TEXT BLOCK -
>> Begin

SECURITIES AND EXCHANGE COMMISSION

Washington, D.C. 20549

 

 

 

FORM 8-K

 

 

 

CURRENT REPORT PURSUANT TO SECTION 13 OR 15(d) OF
THE SECURITIES EXCHANGE ACT OF 1934

 

Date of Report (Date of earliest event reported): November 3, 2016

 

 

 

NICOLET BANKSHARES, INC.

(Exact name of registrant as specified in its charter)

 

 

 

Wisconsin 001-37700 47-0871001
(State or other jurisdiction of
incorporation or organization)
(Commission
File Number)
(IRS Employer
Identification No.)

 

111 North Washington Street

Green Bay, Wisconsin 54301

(Address of principal executive offices)

 

(920) 430-1400

(Registrant’s telephone number, including area code)

 

Not Applicable

(Former name or former address, if changed since last report)

 

 

 

Check the appropriate box below if the Form 8-K filing is intended to simultaneously satisfy the filing obligation of the registrant under any of the following provisions:

 

xWritten communications pursuant to Rule 425 under the Securities Act (17 CFR 230.425)

 

¨Soliciting material pursuant to Rule 14a-12 under the Exchange Act (17 CFR 240.14a-12)

 

¨Pre-commencement communications pursuant to Rule 14d-2(b) under the Exchange Act (17 CFR 240.14d-2(b))

 

¨Pre-commencement communications pursuant to Rule 13e-4(c) under the Exchange Act (17 CFR 240.13e-4(c))

 

 
   

 

 

Item 1.01 Entry into a Material Definitive Agreement

 

Nicolet Bankshares, Inc. (“Nicolet”) and First Menasha Bancshares, Inc. (“First Menasha”) entered into an Agreement and Plan of Merger, dated November 3, 2016 (the “Merger Agreement”), pursuant to which First Menasha will merge with and into Nicolet (the “Merger”). Following the Merger, The First National Bank - Fox Valley (“FNB-Fox Valley”), the wholly-owned bank subsidiary of First Menasha, will merge with and into Nicolet National Bank, Nicolet’s wholly-owned bank subsidiary, with Nicolet National Bank continuing as the surviving bank, with all bank branches operating under the Nicolet National Bank brand.

 

Nicolet and First Menasha have agreed to prepare and file with the Securities and Exchange Commission (the “SEC”) a registration statement on Form S-4, which will include a proxy statement/prospectus to be mailed to First Menasha shareholders. As soon as practicable following effectiveness of the registration statement on Form S-4, First Menasha will call a special shareholder meeting to approve the Merger Agreement.

>> End

DATA PROVIDED -
>> Begin

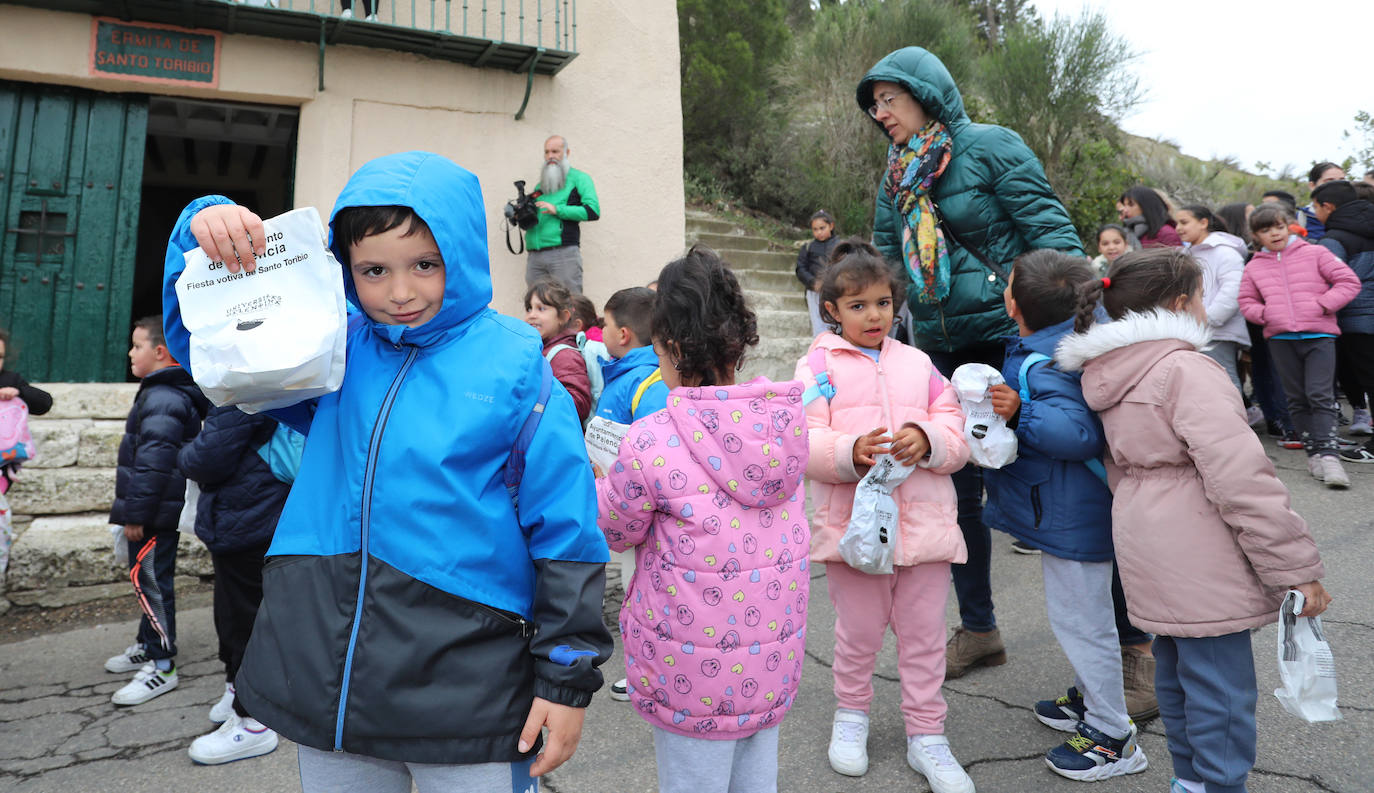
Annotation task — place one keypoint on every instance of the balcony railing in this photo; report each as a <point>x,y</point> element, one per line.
<point>528,36</point>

>> End

AIM -
Print the portion of the Form 8-K filing starting with "xWritten communications pursuant" and going on through "(17 CFR 240.14a-12)".

FULL ANSWER -
xWritten communications pursuant to Rule 425 under the Securities Act (17 CFR 230.425)

 

¨Soliciting material pursuant to Rule 14a-12 under the Exchange Act (17 CFR 240.14a-12)